§ **CONSIGNE 1**: Dans les lignes de données ci-dessous, recopiez à l'identique tout ce qui va de la ligne contenant "Reviewer note: verify that every instance of the stairway" jusqu'à celle contenant "<point>23,112</point>", ces deux lignes comprises.

§ **SOURCE**:
────────────────

Depuis le 5 avril 2004, la traversée du pont sur le Wouri est interdite aux taxis et moto-taxis. La Société camerounaise de transports urbains, une entreprise privée en a le monopole de 6 heures du matin à 21 h. Les embouteillages n’en finissent point.
Lundi, 5 juillet 2004. Il est 20 heures. Un gros bouchon obstrue la circulation au lieu dit Rond point de Deido. Les coups de sifflets stridents des policiers en charge de la régulation de la circulation à cet endroit sont vains. On progresse, si c’est possible, à l’allure des limaçons. Les minutes et les heures s’égrènent très lentement. Les bus oranges qui assurent la traversée se raréfient et pourtant, il n’est pas encore 21 heures, heure à laquelle ils doivent regagner leur dépôt de Bassa. Les automobilistes qui réussissent à traverser le pont parlent d’un accident qui a bloqué la circulation. Pourtant, la circulation a été interdite aux taxis de 6 heures à 21 heures pour assurer la fluidité de la circulation et un service de remorquage a été mis en place pour dégager tout véhicule en détresse.
Mille et une tracasseries
L’arrêté de l’autorité administrative qui réglemente la traversée du pont sur le Wouri depuis le 5 avril 2004 est formel : de 6 heures du matin à 21 heures, seuls les autobus à la couleur orange assurant un service dit spécial et les particuliers ont l’usage libre du pont. Le même arrêté réglemente le passage des trains et des véhicules poids-lourds. Des dispositions prises, officiellement, pour rendre fluide la circulation sur ce vieil ouvrage d’une cinquantaine d’années auquel le gouvernement a décidé de donner une cure de jouvence. La première semaine de cette réglementation était à peine entamée qu’on enregistrait déjà les premières insuffisances qui provoquaient des grincements de dents.

────────────────

§ **DONNÉES FOURNIES**:
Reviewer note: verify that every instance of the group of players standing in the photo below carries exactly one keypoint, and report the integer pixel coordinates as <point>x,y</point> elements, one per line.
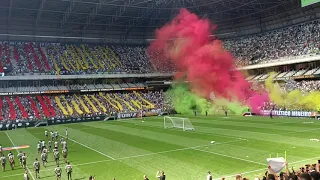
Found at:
<point>43,151</point>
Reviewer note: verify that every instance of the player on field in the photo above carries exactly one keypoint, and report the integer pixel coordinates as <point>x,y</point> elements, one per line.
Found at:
<point>49,145</point>
<point>67,134</point>
<point>20,154</point>
<point>24,161</point>
<point>43,144</point>
<point>39,147</point>
<point>44,158</point>
<point>56,145</point>
<point>209,177</point>
<point>52,135</point>
<point>64,144</point>
<point>3,161</point>
<point>58,172</point>
<point>65,154</point>
<point>56,156</point>
<point>25,175</point>
<point>44,150</point>
<point>1,150</point>
<point>68,169</point>
<point>11,160</point>
<point>36,166</point>
<point>57,135</point>
<point>161,175</point>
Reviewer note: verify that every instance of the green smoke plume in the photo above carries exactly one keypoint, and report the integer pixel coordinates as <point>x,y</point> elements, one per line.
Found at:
<point>186,102</point>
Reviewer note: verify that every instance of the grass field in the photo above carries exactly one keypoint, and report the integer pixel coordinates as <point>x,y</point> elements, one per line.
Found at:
<point>128,149</point>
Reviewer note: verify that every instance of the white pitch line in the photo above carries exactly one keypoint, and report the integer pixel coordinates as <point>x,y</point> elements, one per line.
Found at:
<point>18,152</point>
<point>174,150</point>
<point>132,157</point>
<point>241,173</point>
<point>90,148</point>
<point>230,156</point>
<point>295,162</point>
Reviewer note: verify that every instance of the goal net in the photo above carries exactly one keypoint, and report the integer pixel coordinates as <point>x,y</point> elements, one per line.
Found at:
<point>177,122</point>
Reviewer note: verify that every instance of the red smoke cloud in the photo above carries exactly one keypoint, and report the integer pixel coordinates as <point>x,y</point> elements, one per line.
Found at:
<point>187,42</point>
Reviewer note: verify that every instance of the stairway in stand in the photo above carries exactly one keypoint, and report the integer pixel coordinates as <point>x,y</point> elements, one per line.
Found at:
<point>23,112</point>
<point>11,109</point>
<point>48,102</point>
<point>34,107</point>
<point>44,107</point>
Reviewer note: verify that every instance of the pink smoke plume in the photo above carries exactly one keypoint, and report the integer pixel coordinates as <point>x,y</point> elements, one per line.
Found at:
<point>187,42</point>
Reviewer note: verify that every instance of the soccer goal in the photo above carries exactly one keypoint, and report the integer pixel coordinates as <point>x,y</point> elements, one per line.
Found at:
<point>177,122</point>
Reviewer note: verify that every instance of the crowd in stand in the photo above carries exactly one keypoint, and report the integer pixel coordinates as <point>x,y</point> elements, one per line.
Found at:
<point>307,172</point>
<point>302,39</point>
<point>33,108</point>
<point>18,58</point>
<point>303,86</point>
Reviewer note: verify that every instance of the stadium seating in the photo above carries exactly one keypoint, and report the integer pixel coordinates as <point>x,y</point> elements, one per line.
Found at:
<point>44,107</point>
<point>55,58</point>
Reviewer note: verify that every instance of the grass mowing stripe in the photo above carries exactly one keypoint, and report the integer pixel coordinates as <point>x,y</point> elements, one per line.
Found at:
<point>130,157</point>
<point>228,156</point>
<point>174,150</point>
<point>295,162</point>
<point>18,152</point>
<point>89,148</point>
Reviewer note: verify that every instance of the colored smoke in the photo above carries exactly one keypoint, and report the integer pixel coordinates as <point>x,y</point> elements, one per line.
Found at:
<point>201,60</point>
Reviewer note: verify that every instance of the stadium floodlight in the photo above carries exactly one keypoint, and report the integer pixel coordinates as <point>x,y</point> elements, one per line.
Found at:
<point>177,122</point>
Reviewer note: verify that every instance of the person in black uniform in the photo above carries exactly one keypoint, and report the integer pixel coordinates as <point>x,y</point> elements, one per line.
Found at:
<point>271,114</point>
<point>161,175</point>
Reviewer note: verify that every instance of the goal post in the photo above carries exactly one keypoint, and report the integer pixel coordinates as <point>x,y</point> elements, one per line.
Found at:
<point>177,122</point>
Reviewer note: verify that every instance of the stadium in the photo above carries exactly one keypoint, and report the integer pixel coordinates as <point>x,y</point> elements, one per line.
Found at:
<point>164,89</point>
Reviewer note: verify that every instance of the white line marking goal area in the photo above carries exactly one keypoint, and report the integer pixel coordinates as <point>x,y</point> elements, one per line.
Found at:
<point>18,152</point>
<point>89,148</point>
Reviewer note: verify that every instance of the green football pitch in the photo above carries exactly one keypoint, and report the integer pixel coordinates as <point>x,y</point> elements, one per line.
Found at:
<point>130,148</point>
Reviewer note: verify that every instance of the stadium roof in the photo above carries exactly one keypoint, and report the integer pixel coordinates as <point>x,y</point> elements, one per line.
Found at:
<point>81,17</point>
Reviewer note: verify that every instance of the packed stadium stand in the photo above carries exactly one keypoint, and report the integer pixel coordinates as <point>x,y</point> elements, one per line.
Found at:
<point>39,54</point>
<point>39,107</point>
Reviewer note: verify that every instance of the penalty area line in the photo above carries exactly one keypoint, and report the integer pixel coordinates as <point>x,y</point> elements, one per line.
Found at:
<point>89,147</point>
<point>18,152</point>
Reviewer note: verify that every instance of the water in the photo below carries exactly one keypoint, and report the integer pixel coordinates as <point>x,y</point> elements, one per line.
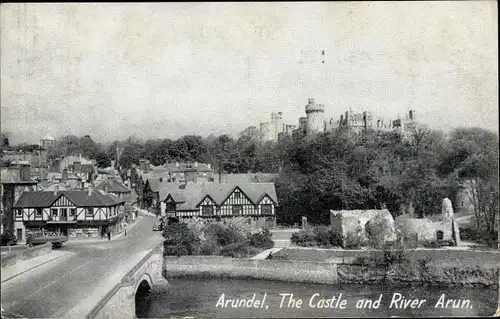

────────────────

§ **CONSIGNE 2**: D'après la source, dans quel but la traversée du pont sur le Wouri a-t-elle été interdite aux taxis de 6 heures à 21 heures ?

§ **RÉPONSE 1**:
Reviewer note: verify that every instance of the stairway in stand in the photo above carries exactly one keypoint, and report the integer pixel coordinates as <point>x,y</point> elements, one per line.
Found at:
<point>23,112</point>

§ **RÉPONSE 2**: Cette interdiction visait à assurer la fluidité de la circulation sur le pont. Il s'agit d'un vieil ouvrage d'une cinquantaine d'années auquel le gouvernement a décidé de donner une cure de jouvence.